=== WHAT TO WORK ON ===
Please retype the line that contains "# locate man's shoulder: put" and all lines that follow it to the end of the entries below, exactly as they stand, with nothing added.

*** EXTRACTED RECORDS ***

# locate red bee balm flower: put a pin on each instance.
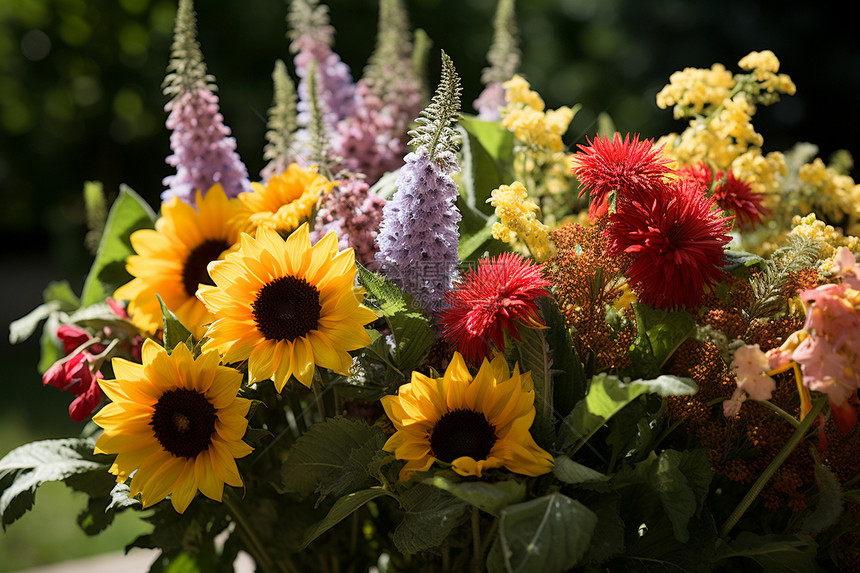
(633, 169)
(732, 195)
(676, 238)
(496, 296)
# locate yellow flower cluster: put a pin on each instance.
(518, 220)
(836, 195)
(828, 238)
(524, 115)
(764, 66)
(721, 107)
(694, 89)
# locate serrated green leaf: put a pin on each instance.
(341, 509)
(828, 504)
(607, 395)
(128, 213)
(174, 331)
(27, 467)
(489, 497)
(569, 471)
(548, 534)
(773, 553)
(429, 516)
(569, 382)
(331, 458)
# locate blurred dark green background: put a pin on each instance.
(80, 100)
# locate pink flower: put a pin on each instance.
(750, 365)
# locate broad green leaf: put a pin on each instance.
(342, 509)
(128, 213)
(828, 503)
(331, 458)
(569, 471)
(773, 553)
(174, 331)
(25, 468)
(489, 497)
(607, 395)
(548, 534)
(429, 516)
(663, 330)
(410, 327)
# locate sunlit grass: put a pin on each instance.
(49, 532)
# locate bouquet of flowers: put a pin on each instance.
(432, 340)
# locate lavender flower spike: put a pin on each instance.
(204, 154)
(418, 237)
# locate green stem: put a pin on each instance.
(254, 545)
(781, 456)
(779, 411)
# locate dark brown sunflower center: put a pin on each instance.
(194, 271)
(183, 422)
(462, 433)
(287, 308)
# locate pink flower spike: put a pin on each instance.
(750, 365)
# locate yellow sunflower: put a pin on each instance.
(175, 420)
(286, 306)
(287, 200)
(171, 260)
(473, 424)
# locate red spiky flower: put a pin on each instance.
(496, 296)
(630, 168)
(676, 238)
(733, 195)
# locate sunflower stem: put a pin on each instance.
(781, 456)
(252, 542)
(476, 540)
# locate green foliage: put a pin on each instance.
(607, 396)
(489, 497)
(332, 458)
(410, 327)
(129, 213)
(548, 534)
(186, 71)
(769, 288)
(429, 516)
(435, 125)
(27, 467)
(504, 53)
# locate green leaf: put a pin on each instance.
(25, 468)
(828, 505)
(774, 553)
(660, 332)
(489, 497)
(410, 327)
(174, 331)
(533, 355)
(331, 458)
(341, 509)
(548, 534)
(569, 471)
(129, 213)
(429, 516)
(607, 395)
(569, 382)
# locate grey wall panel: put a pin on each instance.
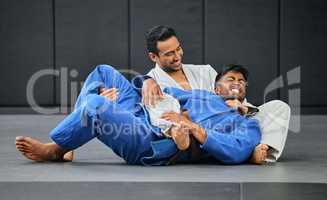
(304, 44)
(89, 33)
(185, 16)
(26, 48)
(244, 32)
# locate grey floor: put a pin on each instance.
(304, 163)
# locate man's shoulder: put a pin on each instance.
(193, 66)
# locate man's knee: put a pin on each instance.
(95, 104)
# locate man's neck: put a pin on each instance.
(172, 72)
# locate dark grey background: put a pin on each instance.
(269, 37)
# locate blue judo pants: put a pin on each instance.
(120, 125)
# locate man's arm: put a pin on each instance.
(233, 148)
(148, 88)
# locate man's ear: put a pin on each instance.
(152, 56)
(217, 89)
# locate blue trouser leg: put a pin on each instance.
(128, 136)
(108, 77)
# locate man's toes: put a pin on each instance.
(264, 147)
(20, 138)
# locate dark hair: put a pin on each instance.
(232, 67)
(155, 34)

*** End of EXTRACTED RECORDS ***

=== FINISHED EXERCISE ===
# locate man's shoulder: put a pin on each instance.
(193, 66)
# locate man's knee: put a pin on each instance.
(95, 104)
# locate man's neck: put a pin on each instance.
(172, 72)
# locate dark grey background: put a pin on each instance.
(269, 37)
# locate blue judo pants: put a pin on each instance.
(120, 125)
# locate man's arm: put a pin on each instance.
(233, 148)
(148, 88)
# locate man's ear: put a pin on each instance.
(152, 56)
(217, 89)
# locate blue trouser leg: put a pin on each instance.
(128, 136)
(108, 77)
# locate man's toes: put a pin on each instance.
(264, 147)
(20, 138)
# locate dark hair: put a pin on each instance.
(232, 67)
(155, 34)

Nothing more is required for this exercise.